> _DOCUMENT EXCERPT_:
^^^^

The festive season brings plenty of opportunities to sample Colombia’s very own firewater – aguardiente or guaro. We take a look at what brands to drink, and which ones you should avoid.
No matter where you go in the world, it doesn’t take much looking to stumble upon a cheap, locally-made hard alcohol consumed mass produced by knowing locals. Often adored sentimentally, rather than for anything it offers in the way of taste, the liquor is a bottled ambassador for the region where it was produced. In Brazil you’ll find cachaça; in Mexico, mezcal. For South (and presumably North) Korea, it’s soju; here in Colombia, the liver-destroying elixir of choice is aguardiente, affectionately known as guaro. Each of the country’s regions holds the right to produce their own spin on this anise-flavoured spirit, though many versions are hard to come by.
To spare you the nerve-wracking indecision that comes with picking which bottle to buy and rapidly down just prior to inevitably racking up untold international data fees from drunk dialling your ex, the intrepid staff at The Bogotá Post have taken the liberty of taste-testing eight of the more popular offerings and providing their impressions of each (all of these can be found in Bogotá).
Hands-down the most readily-available guaro in Bogotá, Nectar Verde is the leading brand in all of Cundinamarca, according to the Aguardiente Nectar website. Flavour-wise, it boasts a soft and refreshing profile whose hints of anise are so subtle, some of our taste testers described it as watery. Of the eight we tried, it ranked second overall in popularity and is the safest bet for the uninitiated.
Another of the mainstays in the long line of Nectar offerings, Rojo isn’t quite as pleasant as its green sibling. The Post staff didn’t have much to say about this one and ultimately ranked it sixth out of eight. Like a siren in ancient Greek Mythology, Rojo lures you in with its flowery aroma before delivering a swift kick to your taste receptors through its rubbing alcohol aftertaste.

^^^^

> _WORK REQUIRED_:
Please extend the aguardiente review above, starting right after its last sentence.

^^^^

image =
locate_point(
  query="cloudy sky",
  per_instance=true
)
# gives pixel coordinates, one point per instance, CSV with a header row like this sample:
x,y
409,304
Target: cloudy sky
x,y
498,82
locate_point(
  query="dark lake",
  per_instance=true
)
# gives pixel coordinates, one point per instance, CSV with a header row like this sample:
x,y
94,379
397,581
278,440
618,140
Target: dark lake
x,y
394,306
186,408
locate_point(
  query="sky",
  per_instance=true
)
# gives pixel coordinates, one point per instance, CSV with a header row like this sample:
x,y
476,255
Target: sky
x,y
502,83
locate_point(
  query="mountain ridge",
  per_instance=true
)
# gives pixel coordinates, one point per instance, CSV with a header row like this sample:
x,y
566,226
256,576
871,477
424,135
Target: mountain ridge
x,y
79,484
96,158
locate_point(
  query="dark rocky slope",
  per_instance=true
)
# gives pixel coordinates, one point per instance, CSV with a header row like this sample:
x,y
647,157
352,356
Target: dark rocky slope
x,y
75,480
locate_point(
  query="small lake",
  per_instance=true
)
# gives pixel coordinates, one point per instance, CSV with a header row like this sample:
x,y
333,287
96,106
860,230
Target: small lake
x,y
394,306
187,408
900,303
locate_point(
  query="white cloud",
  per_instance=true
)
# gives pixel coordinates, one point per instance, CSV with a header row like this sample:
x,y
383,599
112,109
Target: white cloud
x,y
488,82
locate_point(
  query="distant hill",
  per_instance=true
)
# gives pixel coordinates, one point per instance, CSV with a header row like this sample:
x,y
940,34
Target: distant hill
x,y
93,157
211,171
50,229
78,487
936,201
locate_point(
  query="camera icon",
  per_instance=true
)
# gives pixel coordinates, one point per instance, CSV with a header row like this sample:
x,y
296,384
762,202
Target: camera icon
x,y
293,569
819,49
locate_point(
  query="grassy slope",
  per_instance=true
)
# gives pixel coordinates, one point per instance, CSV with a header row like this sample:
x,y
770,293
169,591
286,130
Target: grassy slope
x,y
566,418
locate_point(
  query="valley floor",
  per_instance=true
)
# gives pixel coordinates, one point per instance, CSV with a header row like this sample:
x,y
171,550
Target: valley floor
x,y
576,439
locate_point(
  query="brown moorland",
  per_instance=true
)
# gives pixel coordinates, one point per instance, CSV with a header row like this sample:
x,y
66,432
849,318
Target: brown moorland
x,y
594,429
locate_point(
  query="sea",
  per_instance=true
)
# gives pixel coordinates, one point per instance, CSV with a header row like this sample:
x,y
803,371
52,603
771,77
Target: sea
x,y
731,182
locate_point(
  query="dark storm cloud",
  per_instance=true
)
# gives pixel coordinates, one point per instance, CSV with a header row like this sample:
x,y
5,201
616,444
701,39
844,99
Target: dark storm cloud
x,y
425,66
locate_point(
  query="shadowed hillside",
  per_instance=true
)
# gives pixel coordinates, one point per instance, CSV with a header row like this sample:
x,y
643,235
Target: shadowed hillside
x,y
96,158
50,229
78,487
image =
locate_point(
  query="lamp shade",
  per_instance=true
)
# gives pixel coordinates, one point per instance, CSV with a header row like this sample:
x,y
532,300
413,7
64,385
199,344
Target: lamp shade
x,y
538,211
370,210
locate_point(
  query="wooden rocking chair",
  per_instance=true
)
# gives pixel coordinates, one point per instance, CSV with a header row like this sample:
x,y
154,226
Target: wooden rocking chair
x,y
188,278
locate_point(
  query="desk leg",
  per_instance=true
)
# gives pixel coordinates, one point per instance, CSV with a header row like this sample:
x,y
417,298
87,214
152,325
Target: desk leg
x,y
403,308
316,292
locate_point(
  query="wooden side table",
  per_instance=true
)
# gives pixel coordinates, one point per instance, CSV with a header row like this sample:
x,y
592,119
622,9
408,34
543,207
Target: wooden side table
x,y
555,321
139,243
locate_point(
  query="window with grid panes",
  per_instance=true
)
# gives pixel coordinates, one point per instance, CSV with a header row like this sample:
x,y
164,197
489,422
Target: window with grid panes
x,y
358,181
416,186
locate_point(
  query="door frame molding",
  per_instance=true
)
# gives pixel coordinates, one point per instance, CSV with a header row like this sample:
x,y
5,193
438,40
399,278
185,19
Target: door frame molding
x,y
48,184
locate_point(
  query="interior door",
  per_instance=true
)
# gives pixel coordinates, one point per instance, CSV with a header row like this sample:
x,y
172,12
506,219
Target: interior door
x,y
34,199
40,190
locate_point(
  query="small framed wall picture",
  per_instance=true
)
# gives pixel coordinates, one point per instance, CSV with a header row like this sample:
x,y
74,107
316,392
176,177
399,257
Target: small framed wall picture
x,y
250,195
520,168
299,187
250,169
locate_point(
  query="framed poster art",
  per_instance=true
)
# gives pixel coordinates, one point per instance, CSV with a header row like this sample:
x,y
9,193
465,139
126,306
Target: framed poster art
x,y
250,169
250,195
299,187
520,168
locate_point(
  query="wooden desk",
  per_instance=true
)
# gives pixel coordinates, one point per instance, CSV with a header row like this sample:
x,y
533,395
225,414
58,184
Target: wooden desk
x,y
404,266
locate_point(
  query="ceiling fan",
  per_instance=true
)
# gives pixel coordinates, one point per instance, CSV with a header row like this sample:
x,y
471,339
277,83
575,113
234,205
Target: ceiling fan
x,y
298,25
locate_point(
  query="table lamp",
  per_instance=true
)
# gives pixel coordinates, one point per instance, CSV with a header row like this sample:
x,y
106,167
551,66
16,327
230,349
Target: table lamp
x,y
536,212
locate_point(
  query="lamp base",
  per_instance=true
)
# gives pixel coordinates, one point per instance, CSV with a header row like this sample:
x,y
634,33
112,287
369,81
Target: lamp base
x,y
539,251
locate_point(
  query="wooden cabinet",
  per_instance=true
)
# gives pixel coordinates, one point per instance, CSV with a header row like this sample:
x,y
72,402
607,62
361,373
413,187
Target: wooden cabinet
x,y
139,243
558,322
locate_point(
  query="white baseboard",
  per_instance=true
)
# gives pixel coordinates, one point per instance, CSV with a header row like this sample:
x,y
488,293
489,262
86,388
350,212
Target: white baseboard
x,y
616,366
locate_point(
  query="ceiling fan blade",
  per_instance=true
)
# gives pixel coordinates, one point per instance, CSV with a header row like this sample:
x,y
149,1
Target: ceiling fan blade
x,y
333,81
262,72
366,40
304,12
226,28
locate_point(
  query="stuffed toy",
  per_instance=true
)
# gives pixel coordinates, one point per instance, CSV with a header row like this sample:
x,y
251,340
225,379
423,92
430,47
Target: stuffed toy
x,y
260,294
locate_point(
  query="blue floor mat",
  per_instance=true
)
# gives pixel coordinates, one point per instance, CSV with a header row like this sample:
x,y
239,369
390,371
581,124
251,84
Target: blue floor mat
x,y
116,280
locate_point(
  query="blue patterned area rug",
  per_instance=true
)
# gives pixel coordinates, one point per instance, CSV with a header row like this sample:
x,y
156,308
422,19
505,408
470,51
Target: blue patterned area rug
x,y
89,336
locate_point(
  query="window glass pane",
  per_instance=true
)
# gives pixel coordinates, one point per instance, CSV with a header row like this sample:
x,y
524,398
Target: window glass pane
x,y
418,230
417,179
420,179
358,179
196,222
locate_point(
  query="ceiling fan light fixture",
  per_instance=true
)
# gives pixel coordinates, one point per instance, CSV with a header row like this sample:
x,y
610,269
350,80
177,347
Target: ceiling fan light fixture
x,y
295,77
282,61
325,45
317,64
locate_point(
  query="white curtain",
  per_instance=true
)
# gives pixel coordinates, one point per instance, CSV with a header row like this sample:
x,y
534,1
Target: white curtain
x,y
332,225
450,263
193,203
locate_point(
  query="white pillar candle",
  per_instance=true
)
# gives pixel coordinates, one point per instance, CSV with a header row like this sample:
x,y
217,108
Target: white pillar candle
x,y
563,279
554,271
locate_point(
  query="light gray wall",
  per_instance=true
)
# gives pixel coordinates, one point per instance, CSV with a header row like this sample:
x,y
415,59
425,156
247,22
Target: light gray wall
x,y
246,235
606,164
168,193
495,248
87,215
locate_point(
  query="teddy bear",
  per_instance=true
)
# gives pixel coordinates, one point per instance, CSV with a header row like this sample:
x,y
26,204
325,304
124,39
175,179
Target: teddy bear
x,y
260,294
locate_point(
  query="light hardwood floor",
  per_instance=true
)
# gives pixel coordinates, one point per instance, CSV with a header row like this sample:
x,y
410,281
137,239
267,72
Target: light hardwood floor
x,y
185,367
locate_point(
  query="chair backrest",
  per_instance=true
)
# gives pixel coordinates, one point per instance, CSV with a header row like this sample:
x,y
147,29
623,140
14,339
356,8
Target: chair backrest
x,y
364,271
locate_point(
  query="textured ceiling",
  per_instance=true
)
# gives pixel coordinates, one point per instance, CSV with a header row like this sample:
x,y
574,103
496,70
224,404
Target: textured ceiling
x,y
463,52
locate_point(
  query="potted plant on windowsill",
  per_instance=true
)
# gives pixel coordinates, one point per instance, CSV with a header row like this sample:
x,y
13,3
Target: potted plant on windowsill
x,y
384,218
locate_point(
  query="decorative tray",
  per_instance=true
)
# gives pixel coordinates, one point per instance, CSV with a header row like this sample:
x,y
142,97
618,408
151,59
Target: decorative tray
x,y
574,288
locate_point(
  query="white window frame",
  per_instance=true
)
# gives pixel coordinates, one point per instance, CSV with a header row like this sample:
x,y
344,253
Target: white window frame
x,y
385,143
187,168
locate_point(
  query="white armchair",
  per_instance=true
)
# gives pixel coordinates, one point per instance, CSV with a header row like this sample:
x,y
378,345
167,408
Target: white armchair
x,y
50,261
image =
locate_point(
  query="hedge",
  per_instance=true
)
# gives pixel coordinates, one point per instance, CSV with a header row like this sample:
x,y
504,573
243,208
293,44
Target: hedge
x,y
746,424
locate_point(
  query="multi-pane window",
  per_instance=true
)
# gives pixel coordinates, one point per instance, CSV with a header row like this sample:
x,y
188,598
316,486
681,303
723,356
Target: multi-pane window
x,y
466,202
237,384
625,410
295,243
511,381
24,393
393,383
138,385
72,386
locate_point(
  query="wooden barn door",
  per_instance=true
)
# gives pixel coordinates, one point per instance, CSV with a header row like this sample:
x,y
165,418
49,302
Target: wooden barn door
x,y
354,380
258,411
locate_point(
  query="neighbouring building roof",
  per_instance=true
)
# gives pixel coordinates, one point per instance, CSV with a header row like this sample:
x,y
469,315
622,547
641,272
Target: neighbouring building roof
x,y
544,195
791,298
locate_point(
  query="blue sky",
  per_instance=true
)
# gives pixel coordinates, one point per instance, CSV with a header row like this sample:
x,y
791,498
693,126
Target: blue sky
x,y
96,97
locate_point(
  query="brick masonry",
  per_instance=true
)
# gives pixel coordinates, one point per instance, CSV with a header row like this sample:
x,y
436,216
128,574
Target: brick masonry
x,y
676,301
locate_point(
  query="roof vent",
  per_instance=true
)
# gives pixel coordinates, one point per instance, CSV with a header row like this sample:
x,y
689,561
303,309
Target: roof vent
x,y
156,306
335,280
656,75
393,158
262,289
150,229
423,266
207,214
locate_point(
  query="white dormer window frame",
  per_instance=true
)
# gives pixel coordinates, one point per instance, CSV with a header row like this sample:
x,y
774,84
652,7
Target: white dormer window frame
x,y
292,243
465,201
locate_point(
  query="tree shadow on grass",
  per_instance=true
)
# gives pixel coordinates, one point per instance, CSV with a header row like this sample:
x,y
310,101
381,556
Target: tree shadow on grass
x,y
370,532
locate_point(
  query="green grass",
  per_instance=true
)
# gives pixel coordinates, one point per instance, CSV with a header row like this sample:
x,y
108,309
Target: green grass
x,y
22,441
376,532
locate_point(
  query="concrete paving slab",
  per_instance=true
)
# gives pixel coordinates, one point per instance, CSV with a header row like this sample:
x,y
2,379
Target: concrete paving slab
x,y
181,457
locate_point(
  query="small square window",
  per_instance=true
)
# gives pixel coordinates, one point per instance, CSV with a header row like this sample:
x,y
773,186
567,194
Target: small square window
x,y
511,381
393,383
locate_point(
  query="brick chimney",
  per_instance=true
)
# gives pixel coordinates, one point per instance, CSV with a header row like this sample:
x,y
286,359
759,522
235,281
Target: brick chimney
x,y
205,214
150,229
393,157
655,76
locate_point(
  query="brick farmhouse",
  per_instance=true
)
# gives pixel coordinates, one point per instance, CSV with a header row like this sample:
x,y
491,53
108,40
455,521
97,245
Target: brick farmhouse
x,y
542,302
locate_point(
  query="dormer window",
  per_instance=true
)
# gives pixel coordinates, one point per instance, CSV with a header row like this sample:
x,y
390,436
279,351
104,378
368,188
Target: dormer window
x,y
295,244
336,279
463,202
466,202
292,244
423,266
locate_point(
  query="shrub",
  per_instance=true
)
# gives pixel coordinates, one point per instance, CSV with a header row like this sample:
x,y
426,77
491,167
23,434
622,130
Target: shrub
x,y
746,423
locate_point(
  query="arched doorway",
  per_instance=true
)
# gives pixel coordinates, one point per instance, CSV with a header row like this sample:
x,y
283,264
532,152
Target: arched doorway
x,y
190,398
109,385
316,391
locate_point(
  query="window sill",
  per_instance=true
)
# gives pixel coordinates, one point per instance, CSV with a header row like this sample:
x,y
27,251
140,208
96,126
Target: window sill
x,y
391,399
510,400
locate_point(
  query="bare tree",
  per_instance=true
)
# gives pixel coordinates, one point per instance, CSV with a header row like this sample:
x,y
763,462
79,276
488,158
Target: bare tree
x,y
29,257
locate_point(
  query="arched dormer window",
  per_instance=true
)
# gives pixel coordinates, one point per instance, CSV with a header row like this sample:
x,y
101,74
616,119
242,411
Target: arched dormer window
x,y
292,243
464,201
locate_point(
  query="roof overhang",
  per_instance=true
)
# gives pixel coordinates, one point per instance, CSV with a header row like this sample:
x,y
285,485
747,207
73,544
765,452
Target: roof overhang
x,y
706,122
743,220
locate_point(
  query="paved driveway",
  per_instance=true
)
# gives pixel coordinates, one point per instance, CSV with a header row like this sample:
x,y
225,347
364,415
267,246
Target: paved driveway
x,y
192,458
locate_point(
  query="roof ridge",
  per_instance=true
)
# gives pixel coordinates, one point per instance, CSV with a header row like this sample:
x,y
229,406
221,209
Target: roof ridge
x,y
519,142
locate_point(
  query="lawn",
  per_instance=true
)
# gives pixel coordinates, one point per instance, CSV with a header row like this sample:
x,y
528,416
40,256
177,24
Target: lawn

^^^^

> _REPLY TO THE TASK_:
Remember the last so-so date you went on? Of course you don’t. Tapa Roja, the ‘pride and joy’ of Tolima, is a lot like that date: overwhelmingly unremarkable. There’s nothing good or bad to set it apart from any other guaro you may have had in the past. One taste tester compared the Tapa Roja experience to “a Tostao inside of an Éxito.” Fifth place.
From the smouldering rubble of abrasive homegrown liquors, a hero emerges. The clear-cut favourite among everything we tried, Llanero stood head and shoulders above the rest from start to finish. It greets you with a sweet, grassy aroma before tickling your tongue with a slightly sugary flavour profile that’s nearly reminiscent of black liquorice jellybeans.
Though Llanero is certainly a tough act to follow, no one could have expected the cataclysmic let-down that was Cristal XS. Unanimously the least favourite of the guaros sampled, XS, like Nectar Rojo before it, stuns the senses with a befuddling cheap surgical alcohol taste. XS in name, XS in taste. Said one Post staff member: “This aguardiente has stripped me of my will to live.”
Not far behind XS in unpopularity is Aguardiente Cristal, presumably the inbred predecessor to the bottled birth defect that is XS. The drinking experience of Cristal was best summed up by one of our taste testers, who groaned: “Smells mild, but it burns.”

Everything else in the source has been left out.